• [REQUIRED WORK]:
[A] Using the forum thread, decide whether each statement agrees with it: (i) most galaxies like the Milky Way have a central black hole of more than a million suns; (ii) qubit says findings of this sort carry no uncertainty; (iii) TheLaughingMan refers to events 100 trillion miles away. Give yes or no for each, with the deciding words quoted from the thread.
[B] Write out the forum thread from "Ironically, it's sometimes" up to and including "nature of detection.", substituting "doubt" for "uncertainty".

• [SOURCE DOCUMENT]:

★ ★ ★

# Ashes from massacred planets hide black holes



## qubit (Sep 19, 2011)

> PLANETS and asteroids may be smashing into each other by the thousand around monster black holes. Dust from the collisions could explain why many of these colossal objects, which would otherwise shine brightly as they swallow nearby matter, are hidden from view.
> 
> Most galaxies like the Milky Way harbour a central black hole with a mass upwards of a million suns. While the Milky Way's black hole is currently inactiveMovie Camera, many in other galaxies are swallowing up gas from dense discs that surround them, producing copious X-rays and other radiation in the process.
> 
> ...



Lots of links in the article.

New Scientist


----------



## Jegergrim (Sep 19, 2011)

Pretty interesting info, thanks


----------



## TheLaughingMan (Sep 19, 2011)

When they can tell me what is at the bottom of the ocean, I will believe they can tell me what is going on 100 trillion miles away.


----------



## qubit (Sep 19, 2011)

TheLaughingMan said:


> When they can tell me what is at the bottom of the ocean, I will believe they can tell me what is going on 100 trillion miles away.



Ironically, it's sometimes easier to say what's happening so far away than closer to home, because of the nature of the problem. But I agree, there's always uncertainty in these sorts of findings, due to the indirect nature of detection.


----------



## Red_Machine (Sep 19, 2011)

★ ★ ★

[Coordinate annotation data]
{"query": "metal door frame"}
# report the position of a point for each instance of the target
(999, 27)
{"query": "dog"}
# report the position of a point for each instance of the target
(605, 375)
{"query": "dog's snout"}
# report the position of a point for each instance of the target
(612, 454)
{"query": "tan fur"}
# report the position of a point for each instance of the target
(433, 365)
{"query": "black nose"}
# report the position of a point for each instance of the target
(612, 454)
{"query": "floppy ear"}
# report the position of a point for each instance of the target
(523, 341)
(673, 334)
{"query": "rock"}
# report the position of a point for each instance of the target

★ ★ ★

• [COMPLETED EXERCISE]:
[A]
(i) Yes: "Most galaxies like the Milky Way harbour a central black hole with a mass upwards of a million suns."
(ii) No: "there's always uncertainty in these sorts of findings"
(iii) Yes: "I will believe they can tell me what is going on 100 trillion miles away."

[B]
Ironically, it's sometimes easier to say what's happening so far away than closer to home, because of the nature of the problem. But I agree, there's always doubt in these sorts of findings, due to the indirect nature of detection.